### Yapılacaklar
**1.** Kaynağa göre insanlar arasındaki adalet nedir?
**2.** Kaynağın "Sual: Tanrı’nın yaptıkları" ile başlayıp "nasıl adil olabilir?" ile biten kısmını, "hayvan" yerine "kuş" koyarak güncelleyin.

### Kaynak
- - - - -

Sual: Tanrı’nın yaptıkları aklıma uymadığı için inanmıyorum. Tanrı
bizi zoraki bir sınava sokuyor. Örneğin ben okula gidip, sınavları kazanırsam
mezun olur, diploma alırım. Gitmezsem mezun olamam. Ama burada okula gitmek veya
gitmemek gibi bir seçeneğim var. Hâlbuki bu dünyaya gelirken ve kulluk
imtihanına girerken, bana bir şey sorulmadı. Sorulsaydı, ben bu imtihana hiç
girmezdim. Belki bir hayvan veya toprak olmayı isterdim. Bana sorulmadan yaratıp
da, sonra beni sorguya çekmek adalete uyar mı? Böyle tanrı nasıl adil olabilir?
CEVAP
Allahü teâlânın adaleti ile kulların arasındaki adalet birbirine benzemez.
Yanlış olarak kullara benzetildiği için işin içinden çıkılamıyor.
İnsanlar arasındaki adalet, bir âmirin, ülkesini idare için koyduğu
kanunlar içinde hareket etmesidir. Zulüm ise, bu kanunun dışına çıkmaktır.
Her şeyi yoktan yaratan Allahü teâlâ, hâkimler hakimi, her şeyin asıl sahibi ve
tek yaratıcısıdır. Üstünde bir âmiri, sahibi yoktur ki, Onu bir kanun altında
bulundursun. Bundan dolayı, (Allah’ın yaptığı şu iş, adalete uymuyor)
denilemez.
Adaletin bir başka tarifi ise kendi mülkünde olanı kullanmak demektir. Zulüm
ise, başkasının mülküne tecavüzdür.
Kâinat ve içinde bulunan her şeyin yaratıcısı Allahü teâlâ olduğuna, Ondan başka
yaratıcı bulunmadığına, hiçbir kimse, hiçbir şeye sahip olmadığına göre,
Rabbimizin yaptığı işler, hiç kimsenin malına, mülküne tecavüz değildir. Onun
yaptığı işler için, (Adalete uymuyor) denilemez. Yasak ettiği bir şeyi,
daha sonra serbest bırakabildiği gibi, önceden serbest ettiği bir şeyi de daha
sonra yasaklayabilir. Mülk Onundur, dilediği gibi kullanır. Kimsenin bir şey
sormaya hakkı yoktur.

- - - - -

### Verilen kayıtlar

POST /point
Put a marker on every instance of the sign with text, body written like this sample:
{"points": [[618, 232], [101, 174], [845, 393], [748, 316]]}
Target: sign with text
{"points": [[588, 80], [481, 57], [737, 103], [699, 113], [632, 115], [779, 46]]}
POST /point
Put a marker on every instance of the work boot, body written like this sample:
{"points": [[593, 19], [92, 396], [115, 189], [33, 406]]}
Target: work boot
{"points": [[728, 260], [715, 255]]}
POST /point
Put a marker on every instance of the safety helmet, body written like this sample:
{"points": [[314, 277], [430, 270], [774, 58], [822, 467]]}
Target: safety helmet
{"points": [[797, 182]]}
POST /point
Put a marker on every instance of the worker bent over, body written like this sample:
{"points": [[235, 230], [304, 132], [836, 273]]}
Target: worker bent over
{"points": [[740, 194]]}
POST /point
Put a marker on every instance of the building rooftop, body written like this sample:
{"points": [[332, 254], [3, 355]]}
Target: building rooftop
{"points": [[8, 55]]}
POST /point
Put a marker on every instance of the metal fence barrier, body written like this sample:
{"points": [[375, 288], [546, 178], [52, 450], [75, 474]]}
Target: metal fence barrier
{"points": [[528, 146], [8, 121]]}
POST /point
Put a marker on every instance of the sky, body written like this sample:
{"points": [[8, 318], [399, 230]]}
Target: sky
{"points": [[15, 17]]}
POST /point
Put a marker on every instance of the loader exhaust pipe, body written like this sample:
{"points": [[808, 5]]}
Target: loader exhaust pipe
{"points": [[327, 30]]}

- - - - -

### Her görevin cevabı
**1.** Bir âmirin, ülkesini idare için koyduğu kanunlar içinde hareket etmesidir.

**2.**
Sual: Tanrı’nın yaptıkları aklıma uymadığı için inanmıyorum. Tanrı
bizi zoraki bir sınava sokuyor. Örneğin ben okula gidip, sınavları kazanırsam
mezun olur, diploma alırım. Gitmezsem mezun olamam. Ama burada okula gitmek veya
gitmemek gibi bir seçeneğim var. Hâlbuki bu dünyaya gelirken ve kulluk
imtihanına girerken, bana bir şey sorulmadı. Sorulsaydı, ben bu imtihana hiç
girmezdim. Belki bir kuş veya toprak olmayı isterdim. Bana sorulmadan yaratıp
da, sonra beni sorguya çekmek adalete uyar mı? Böyle tanrı nasıl adil olabilir?